>> START
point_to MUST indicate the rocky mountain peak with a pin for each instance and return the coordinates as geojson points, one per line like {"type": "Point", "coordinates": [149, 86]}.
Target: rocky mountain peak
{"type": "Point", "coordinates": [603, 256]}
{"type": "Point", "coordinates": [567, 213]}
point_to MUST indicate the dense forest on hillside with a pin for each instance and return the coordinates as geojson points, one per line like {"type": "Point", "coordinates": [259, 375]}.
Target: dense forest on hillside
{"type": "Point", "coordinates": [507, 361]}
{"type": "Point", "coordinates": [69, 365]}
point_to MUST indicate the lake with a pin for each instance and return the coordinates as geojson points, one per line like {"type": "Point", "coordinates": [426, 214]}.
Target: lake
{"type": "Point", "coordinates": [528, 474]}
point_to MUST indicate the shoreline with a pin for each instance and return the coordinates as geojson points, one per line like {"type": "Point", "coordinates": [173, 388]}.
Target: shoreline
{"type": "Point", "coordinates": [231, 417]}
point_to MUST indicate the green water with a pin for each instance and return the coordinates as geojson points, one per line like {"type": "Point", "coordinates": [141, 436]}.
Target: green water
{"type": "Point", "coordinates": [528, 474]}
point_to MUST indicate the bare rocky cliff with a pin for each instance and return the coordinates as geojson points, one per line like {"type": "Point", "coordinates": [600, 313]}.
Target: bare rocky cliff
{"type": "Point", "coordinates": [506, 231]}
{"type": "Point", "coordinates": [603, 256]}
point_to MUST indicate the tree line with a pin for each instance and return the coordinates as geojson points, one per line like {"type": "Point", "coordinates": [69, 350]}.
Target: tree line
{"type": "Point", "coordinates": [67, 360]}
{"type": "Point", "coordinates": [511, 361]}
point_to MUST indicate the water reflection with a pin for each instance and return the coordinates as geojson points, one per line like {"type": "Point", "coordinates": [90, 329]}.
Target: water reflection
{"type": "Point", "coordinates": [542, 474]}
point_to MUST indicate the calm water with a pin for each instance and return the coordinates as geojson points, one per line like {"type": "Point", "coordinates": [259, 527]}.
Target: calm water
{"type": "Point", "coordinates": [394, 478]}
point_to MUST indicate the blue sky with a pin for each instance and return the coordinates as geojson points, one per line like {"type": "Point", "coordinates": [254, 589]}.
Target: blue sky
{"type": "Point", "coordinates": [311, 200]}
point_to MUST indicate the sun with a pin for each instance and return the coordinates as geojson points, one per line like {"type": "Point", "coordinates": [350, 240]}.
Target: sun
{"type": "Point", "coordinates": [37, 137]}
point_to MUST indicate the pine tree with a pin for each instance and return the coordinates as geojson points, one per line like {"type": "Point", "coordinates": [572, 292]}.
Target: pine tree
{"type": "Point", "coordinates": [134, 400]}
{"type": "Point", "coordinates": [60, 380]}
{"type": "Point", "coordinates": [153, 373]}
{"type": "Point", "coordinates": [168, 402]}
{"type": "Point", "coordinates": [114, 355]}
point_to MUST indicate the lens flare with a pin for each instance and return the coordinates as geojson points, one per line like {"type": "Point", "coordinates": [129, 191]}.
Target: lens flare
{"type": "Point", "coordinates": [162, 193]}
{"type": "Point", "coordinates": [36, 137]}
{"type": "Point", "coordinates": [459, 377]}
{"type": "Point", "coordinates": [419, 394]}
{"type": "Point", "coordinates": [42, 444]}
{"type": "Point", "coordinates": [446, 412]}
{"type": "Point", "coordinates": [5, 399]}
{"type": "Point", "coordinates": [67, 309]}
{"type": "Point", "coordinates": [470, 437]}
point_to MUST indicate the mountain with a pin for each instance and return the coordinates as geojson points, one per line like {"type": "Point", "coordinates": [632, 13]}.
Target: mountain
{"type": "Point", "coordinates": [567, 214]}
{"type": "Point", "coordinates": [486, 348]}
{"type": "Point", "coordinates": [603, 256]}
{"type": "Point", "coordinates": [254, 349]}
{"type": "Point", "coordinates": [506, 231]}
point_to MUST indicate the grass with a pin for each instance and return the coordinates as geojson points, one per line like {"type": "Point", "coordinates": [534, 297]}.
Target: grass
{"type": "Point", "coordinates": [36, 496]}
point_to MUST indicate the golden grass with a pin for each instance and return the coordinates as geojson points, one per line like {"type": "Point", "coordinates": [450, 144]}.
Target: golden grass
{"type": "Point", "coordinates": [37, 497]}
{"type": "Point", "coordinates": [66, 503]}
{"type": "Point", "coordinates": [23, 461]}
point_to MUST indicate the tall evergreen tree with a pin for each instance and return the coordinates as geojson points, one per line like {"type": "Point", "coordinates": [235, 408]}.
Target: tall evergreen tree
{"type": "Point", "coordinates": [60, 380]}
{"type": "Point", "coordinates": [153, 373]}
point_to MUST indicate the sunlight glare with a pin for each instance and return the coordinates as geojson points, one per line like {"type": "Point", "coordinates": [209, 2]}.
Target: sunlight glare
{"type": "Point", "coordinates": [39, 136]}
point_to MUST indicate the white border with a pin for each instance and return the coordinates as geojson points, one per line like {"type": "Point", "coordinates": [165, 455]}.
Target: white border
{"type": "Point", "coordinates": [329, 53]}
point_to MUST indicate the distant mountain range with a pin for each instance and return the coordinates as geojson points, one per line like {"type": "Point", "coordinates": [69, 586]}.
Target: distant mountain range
>> END
• [Goal]
Reproduce the material above word for word, keeping every line unchanged and in its original order.

• [Reply]
point_to MUST indicate the rocky mountain peak with a pin for each instance and return the coordinates as geojson points, one per line like {"type": "Point", "coordinates": [149, 86]}.
Target: rocky mountain peak
{"type": "Point", "coordinates": [603, 256]}
{"type": "Point", "coordinates": [567, 213]}
point_to MUST indicate the dense forest on hillside with a pin for each instance and return the coordinates as geojson points, one per line like {"type": "Point", "coordinates": [259, 375]}.
Target: dense forest on hillside
{"type": "Point", "coordinates": [507, 361]}
{"type": "Point", "coordinates": [69, 365]}
point_to MUST indicate the lake with a pin for each instance and return the coordinates as geojson points, one per line like {"type": "Point", "coordinates": [426, 214]}.
Target: lake
{"type": "Point", "coordinates": [528, 474]}
point_to MUST indicate the shoreline with a pin for each instance and return the coordinates as geojson points, one per line like {"type": "Point", "coordinates": [173, 388]}.
Target: shoreline
{"type": "Point", "coordinates": [231, 417]}
point_to MUST indicate the green water with a pin for each instance and return the coordinates as geojson points, one per line like {"type": "Point", "coordinates": [141, 436]}.
Target: green water
{"type": "Point", "coordinates": [528, 474]}
point_to MUST indicate the bare rocky cliff with a pin for each instance and return the coordinates as geojson points, one per line like {"type": "Point", "coordinates": [600, 313]}.
Target: bare rocky cliff
{"type": "Point", "coordinates": [506, 231]}
{"type": "Point", "coordinates": [603, 256]}
point_to MUST indicate the tree line with a pin for each instance and return the coordinates as geojson points, one per line like {"type": "Point", "coordinates": [69, 350]}.
Target: tree line
{"type": "Point", "coordinates": [67, 360]}
{"type": "Point", "coordinates": [511, 361]}
point_to MUST indicate the water reflection with a pin for each instance and return the coordinates as geojson points, one per line like {"type": "Point", "coordinates": [90, 329]}.
Target: water reflection
{"type": "Point", "coordinates": [542, 474]}
point_to MUST indicate the calm water with a pin for each instance and return the coordinates as geojson points, one per line like {"type": "Point", "coordinates": [259, 527]}.
Target: calm water
{"type": "Point", "coordinates": [394, 478]}
point_to MUST indicate the blue sky with a pin for each instance and return the coordinates as geojson points, one per line like {"type": "Point", "coordinates": [254, 589]}.
Target: blue sky
{"type": "Point", "coordinates": [311, 200]}
point_to MUST indicate the sun with a pin for each instance and return the coordinates as geojson points, one per line like {"type": "Point", "coordinates": [350, 240]}.
Target: sun
{"type": "Point", "coordinates": [37, 137]}
point_to MUST indicate the pine tree with a pin for each instance and return the coordinates as geojson points, one per line like {"type": "Point", "coordinates": [572, 292]}.
Target: pine tree
{"type": "Point", "coordinates": [134, 400]}
{"type": "Point", "coordinates": [60, 380]}
{"type": "Point", "coordinates": [153, 373]}
{"type": "Point", "coordinates": [168, 402]}
{"type": "Point", "coordinates": [114, 355]}
point_to MUST indicate the lens flare with a pin for each instance and return the coordinates as geojson points, one per line like {"type": "Point", "coordinates": [129, 191]}.
Target: lens flare
{"type": "Point", "coordinates": [162, 193]}
{"type": "Point", "coordinates": [36, 137]}
{"type": "Point", "coordinates": [459, 377]}
{"type": "Point", "coordinates": [419, 394]}
{"type": "Point", "coordinates": [42, 444]}
{"type": "Point", "coordinates": [446, 412]}
{"type": "Point", "coordinates": [5, 399]}
{"type": "Point", "coordinates": [67, 309]}
{"type": "Point", "coordinates": [470, 437]}
point_to MUST indicate the mountain with a pin for each instance and return the coordinates as geojson points, one per line like {"type": "Point", "coordinates": [632, 13]}.
Target: mountain
{"type": "Point", "coordinates": [567, 214]}
{"type": "Point", "coordinates": [486, 348]}
{"type": "Point", "coordinates": [603, 256]}
{"type": "Point", "coordinates": [254, 349]}
{"type": "Point", "coordinates": [506, 231]}
point_to MUST indicate the grass with a pin for each instance and return the coordinates as geojson points, one per line like {"type": "Point", "coordinates": [534, 297]}.
Target: grass
{"type": "Point", "coordinates": [36, 496]}
point_to MUST indicate the golden grass with a pin for each instance and return the coordinates as geojson points, one per line like {"type": "Point", "coordinates": [450, 144]}.
Target: golden grass
{"type": "Point", "coordinates": [37, 497]}
{"type": "Point", "coordinates": [66, 503]}
{"type": "Point", "coordinates": [23, 461]}
point_to MUST indicate the tall evergreen tree with a pin for each instance and return the coordinates as geojson points, one per line like {"type": "Point", "coordinates": [235, 408]}.
Target: tall evergreen tree
{"type": "Point", "coordinates": [60, 380]}
{"type": "Point", "coordinates": [153, 373]}
point_to MUST indicate the sunlight glare with a pin for each instance and return the coordinates as geojson points, one per line like {"type": "Point", "coordinates": [209, 2]}.
Target: sunlight glare
{"type": "Point", "coordinates": [39, 136]}
point_to MUST indicate the white border with a pin for each instance and return the coordinates as geojson points, one per line like {"type": "Point", "coordinates": [165, 455]}.
Target: white border
{"type": "Point", "coordinates": [329, 53]}
point_to MUST indicate the distant mountain range with a pin for each instance and return the coordinates as geojson points, one per line like {"type": "Point", "coordinates": [69, 586]}.
Target: distant mountain range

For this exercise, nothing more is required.